WHAT THE TASK REQUIRES: Using the listing below, copy exactly the lines from the one containing "canyon in the photo above." to the one containing "light in the photo above.", both lines included, and no others.

DATA RECORDS:
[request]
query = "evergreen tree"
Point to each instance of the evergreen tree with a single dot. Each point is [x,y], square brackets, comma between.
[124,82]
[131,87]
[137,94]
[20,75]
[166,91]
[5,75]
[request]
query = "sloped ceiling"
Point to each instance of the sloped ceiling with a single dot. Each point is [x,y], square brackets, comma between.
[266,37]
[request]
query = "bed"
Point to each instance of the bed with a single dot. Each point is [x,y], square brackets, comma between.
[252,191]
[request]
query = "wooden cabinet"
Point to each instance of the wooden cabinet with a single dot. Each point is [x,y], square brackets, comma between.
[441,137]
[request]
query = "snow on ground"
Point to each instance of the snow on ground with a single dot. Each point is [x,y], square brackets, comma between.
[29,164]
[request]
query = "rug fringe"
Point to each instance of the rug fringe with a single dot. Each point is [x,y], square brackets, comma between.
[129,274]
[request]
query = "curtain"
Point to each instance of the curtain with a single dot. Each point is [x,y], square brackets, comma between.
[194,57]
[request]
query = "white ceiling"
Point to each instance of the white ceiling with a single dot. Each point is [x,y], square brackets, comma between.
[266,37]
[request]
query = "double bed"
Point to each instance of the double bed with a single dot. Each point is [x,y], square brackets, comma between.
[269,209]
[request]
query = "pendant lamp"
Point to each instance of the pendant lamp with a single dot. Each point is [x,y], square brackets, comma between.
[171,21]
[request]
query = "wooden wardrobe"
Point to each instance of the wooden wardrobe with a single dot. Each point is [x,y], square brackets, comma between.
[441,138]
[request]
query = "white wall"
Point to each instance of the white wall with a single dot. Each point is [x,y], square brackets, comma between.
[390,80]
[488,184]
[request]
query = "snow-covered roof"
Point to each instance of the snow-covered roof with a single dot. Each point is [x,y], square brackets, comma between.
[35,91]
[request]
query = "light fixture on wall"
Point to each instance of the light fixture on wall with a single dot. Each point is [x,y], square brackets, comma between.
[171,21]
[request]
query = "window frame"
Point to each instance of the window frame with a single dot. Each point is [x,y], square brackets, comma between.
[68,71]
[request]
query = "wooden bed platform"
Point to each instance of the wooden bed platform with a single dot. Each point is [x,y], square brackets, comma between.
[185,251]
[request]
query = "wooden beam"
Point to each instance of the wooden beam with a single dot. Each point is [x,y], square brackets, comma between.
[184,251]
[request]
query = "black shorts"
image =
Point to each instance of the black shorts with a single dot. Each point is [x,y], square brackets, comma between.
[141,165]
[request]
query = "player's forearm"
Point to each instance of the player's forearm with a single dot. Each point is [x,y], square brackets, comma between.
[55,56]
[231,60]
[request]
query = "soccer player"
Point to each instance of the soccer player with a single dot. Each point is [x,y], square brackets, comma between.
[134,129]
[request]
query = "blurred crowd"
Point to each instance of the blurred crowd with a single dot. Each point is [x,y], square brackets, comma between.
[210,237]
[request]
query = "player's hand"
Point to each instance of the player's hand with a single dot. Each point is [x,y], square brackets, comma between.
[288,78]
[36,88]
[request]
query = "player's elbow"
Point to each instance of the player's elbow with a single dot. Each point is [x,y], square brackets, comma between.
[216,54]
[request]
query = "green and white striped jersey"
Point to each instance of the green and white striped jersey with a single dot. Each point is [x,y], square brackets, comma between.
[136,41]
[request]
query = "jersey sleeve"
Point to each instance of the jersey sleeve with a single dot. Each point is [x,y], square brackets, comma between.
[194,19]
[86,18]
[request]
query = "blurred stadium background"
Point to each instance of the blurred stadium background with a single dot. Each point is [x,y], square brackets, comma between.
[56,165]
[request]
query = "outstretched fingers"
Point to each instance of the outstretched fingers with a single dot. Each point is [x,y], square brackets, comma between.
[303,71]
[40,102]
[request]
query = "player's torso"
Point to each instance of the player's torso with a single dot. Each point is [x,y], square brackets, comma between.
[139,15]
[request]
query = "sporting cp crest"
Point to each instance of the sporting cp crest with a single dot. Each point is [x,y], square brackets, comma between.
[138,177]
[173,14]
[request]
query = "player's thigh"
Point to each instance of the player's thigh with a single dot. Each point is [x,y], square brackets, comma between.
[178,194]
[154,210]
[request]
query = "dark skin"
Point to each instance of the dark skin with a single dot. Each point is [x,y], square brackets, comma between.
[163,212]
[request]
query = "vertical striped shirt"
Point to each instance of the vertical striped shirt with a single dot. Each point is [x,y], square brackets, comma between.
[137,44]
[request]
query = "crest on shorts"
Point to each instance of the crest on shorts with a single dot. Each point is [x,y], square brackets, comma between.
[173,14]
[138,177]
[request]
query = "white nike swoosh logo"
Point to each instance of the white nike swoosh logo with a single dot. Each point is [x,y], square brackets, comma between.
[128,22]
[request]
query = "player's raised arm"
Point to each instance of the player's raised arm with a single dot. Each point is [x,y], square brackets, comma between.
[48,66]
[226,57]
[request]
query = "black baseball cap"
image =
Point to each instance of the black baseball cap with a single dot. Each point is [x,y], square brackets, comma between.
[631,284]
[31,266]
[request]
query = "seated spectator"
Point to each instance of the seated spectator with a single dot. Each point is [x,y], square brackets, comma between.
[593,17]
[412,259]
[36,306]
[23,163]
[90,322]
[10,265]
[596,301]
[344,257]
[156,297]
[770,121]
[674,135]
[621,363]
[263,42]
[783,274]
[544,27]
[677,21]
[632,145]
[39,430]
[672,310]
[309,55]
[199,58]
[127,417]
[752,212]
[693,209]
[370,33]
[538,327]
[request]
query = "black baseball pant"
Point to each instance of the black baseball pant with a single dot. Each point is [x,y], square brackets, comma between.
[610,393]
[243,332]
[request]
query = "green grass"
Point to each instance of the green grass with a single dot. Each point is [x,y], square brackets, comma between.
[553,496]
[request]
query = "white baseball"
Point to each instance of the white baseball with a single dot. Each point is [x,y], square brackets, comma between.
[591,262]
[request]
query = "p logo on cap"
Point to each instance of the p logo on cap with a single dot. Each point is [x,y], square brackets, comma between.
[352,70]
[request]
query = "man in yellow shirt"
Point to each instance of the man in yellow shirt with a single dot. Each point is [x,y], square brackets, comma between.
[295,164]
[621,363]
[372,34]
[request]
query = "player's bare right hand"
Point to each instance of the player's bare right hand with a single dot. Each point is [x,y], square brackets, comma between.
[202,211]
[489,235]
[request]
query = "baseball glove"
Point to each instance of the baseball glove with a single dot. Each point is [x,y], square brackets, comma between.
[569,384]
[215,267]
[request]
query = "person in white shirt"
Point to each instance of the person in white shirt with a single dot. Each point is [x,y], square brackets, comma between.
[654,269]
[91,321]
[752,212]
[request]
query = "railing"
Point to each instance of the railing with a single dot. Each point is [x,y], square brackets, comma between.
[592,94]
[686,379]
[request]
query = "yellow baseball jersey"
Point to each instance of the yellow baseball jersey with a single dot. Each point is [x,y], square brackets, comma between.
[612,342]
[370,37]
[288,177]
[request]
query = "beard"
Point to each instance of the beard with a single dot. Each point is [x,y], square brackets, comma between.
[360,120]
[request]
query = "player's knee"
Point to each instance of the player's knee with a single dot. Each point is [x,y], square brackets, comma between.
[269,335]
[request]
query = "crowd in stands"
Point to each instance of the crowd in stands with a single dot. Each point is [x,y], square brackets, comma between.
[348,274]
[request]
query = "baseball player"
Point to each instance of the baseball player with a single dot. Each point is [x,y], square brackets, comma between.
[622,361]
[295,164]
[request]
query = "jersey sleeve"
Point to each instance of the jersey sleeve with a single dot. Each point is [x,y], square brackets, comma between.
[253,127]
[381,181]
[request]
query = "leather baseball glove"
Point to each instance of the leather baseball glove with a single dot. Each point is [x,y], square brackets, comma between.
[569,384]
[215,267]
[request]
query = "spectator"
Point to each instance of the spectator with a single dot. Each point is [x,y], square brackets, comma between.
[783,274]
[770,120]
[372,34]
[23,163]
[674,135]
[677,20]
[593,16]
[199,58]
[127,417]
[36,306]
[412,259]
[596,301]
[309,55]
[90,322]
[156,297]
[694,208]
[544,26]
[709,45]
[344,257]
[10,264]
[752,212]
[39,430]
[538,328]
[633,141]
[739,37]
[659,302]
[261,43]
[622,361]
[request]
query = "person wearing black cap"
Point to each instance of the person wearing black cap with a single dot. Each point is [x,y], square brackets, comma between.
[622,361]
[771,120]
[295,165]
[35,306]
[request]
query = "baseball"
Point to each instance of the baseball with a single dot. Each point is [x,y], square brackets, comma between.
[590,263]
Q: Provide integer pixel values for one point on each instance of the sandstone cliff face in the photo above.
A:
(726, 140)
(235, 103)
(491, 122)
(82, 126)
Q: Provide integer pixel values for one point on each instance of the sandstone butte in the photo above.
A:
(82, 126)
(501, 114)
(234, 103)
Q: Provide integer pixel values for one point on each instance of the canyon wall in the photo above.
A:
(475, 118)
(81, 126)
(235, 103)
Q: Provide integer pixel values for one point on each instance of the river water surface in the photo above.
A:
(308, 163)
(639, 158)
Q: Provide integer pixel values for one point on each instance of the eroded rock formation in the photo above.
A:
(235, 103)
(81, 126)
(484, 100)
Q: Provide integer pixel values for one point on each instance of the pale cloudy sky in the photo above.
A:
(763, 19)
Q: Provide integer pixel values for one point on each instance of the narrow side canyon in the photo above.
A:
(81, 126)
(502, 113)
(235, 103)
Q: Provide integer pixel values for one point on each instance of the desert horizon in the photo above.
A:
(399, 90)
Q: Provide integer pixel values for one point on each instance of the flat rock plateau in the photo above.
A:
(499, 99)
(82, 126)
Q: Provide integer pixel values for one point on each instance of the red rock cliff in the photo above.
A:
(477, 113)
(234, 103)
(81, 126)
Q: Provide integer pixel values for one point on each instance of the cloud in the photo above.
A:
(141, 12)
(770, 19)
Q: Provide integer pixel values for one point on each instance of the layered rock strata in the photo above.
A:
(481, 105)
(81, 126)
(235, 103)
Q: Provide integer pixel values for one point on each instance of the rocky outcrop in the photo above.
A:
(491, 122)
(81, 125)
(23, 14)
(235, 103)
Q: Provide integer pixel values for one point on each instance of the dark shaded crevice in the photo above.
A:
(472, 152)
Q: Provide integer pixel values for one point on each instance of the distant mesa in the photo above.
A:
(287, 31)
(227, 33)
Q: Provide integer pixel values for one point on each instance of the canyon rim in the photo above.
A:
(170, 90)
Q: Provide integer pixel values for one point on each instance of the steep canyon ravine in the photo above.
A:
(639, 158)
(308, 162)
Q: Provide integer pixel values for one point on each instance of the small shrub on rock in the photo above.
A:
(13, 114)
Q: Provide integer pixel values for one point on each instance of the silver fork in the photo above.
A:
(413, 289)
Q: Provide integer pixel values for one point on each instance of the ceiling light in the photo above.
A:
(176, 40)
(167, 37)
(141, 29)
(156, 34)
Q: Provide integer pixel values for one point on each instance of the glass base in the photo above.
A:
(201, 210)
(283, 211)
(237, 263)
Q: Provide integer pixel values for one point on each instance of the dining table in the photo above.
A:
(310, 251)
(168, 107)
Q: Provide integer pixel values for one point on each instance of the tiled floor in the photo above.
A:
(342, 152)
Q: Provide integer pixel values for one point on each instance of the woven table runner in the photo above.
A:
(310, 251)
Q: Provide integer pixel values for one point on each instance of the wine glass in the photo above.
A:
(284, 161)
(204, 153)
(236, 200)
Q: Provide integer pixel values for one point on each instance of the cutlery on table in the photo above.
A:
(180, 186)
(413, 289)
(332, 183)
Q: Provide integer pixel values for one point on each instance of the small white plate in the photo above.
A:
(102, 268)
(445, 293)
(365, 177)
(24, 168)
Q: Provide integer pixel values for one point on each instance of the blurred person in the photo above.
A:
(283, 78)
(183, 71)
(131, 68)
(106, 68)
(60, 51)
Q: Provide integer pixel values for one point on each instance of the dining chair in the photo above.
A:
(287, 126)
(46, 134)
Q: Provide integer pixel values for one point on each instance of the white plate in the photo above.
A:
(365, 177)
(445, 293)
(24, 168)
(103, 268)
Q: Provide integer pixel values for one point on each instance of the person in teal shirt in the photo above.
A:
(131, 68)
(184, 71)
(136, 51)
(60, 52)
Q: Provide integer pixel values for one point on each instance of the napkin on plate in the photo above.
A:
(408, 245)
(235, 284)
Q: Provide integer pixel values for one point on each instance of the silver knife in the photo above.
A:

COMPLETED EXERCISE:
Q: Provide integer pixel values for one point on each instance of the narrow side canyon in the photo above.
A:
(81, 126)
(502, 113)
(235, 103)
Q: Provide integer pixel values for one point on each instance of the desert horizon in the photo above.
A:
(399, 90)
Q: Provide integer pixel values for one point on each instance of the flat rock plateau in the photo above.
A:
(499, 99)
(82, 126)
Q: Provide integer pixel values for one point on each instance of the red rock cliff in the photo above.
A:
(477, 113)
(234, 103)
(81, 126)
Q: Provide integer pixel values for one point on each instance of the cloud in the photo above.
A:
(141, 12)
(770, 19)
Q: Provide integer pixel values for one point on each instance of the layered rock strata in the photo above.
A:
(481, 105)
(81, 126)
(235, 103)
Q: Provide integer pixel values for one point on each instance of the rocky outcrop in the photo above.
A:
(491, 122)
(81, 125)
(23, 14)
(235, 103)
Q: Provide integer pixel values for one point on each instance of the dark shaded crevice in the photo above.
A:
(472, 152)
Q: Provide integer pixel values for one point on each instance of the distant mesa in the photo above.
A:
(287, 31)
(227, 33)
Q: Provide integer pixel values for one point on each instance of the canyon rim in the photo above.
A:
(170, 90)
Q: Provide integer pixel values for one point on each instance of the steep canyon ravine in the photo above.
A:
(639, 158)
(308, 162)
Q: Provide integer pixel values for one point on each instance of the small shrub on rock in the photo above.
A:
(13, 114)
Q: Provide integer pixel values for one point on each instance of the silver fork in the photo above.
A:
(413, 289)
Q: Provide integer pixel values for one point on each instance of the ceiling light in the photo above.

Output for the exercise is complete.